Saved data entries:
......

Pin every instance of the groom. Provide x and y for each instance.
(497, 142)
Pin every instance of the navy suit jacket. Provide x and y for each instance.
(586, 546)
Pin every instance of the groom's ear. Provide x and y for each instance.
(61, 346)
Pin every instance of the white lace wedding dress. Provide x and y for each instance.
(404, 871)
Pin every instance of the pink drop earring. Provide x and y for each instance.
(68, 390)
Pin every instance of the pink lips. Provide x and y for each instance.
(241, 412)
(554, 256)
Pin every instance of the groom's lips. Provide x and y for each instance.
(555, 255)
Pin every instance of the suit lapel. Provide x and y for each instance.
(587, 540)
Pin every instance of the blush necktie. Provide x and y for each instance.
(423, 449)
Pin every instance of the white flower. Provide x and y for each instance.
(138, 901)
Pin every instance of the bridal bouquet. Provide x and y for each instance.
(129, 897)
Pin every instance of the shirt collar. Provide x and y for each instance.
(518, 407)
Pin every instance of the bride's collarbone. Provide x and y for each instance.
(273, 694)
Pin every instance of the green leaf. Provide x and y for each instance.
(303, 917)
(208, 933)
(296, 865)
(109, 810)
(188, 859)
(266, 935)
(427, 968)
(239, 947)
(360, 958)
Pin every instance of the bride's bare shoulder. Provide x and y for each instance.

......

This exercise asks for every line of the records to be repeated exactly.

**Answer to the exercise:**
Pin every instance of the groom. Provide x and y for each instance.
(497, 142)
Pin every instance of the navy suit jacket. Provide x and y for each instance.
(586, 546)
Pin every instance of the groom's ear. Provide x and y for each instance.
(61, 346)
Pin every instance of the white lace wedding dress. Provide x and y for each instance.
(404, 871)
Pin every instance of the pink drop earring. Provide x and y for each instance.
(68, 390)
Pin every instance of the pink lips. Provide x and y for each instance.
(241, 412)
(554, 256)
Pin every instance of the groom's lips. Provide x and y for each instance.
(555, 255)
Pin every instance of the suit lapel. Provide x and y for each instance.
(587, 540)
Pin every instance of the blush necktie. Provide x and y for each instance.
(423, 449)
Pin every instance of the white flower. Provide x and y for each instance.
(138, 901)
Pin every instance of the bridal bouquet. Provide x and y for each instance.
(129, 897)
Pin every instance of the shirt collar. Provide x and y for each instance.
(518, 407)
Pin every instance of the bride's collarbone. Provide x and y for each instance.
(273, 694)
Pin every instance of the green leaf. Provide x and y for each instance.
(303, 917)
(208, 933)
(296, 865)
(109, 810)
(188, 859)
(266, 935)
(427, 968)
(239, 947)
(360, 958)
Pin every instance of the bride's bare shoulder. Provide x and y for each instance.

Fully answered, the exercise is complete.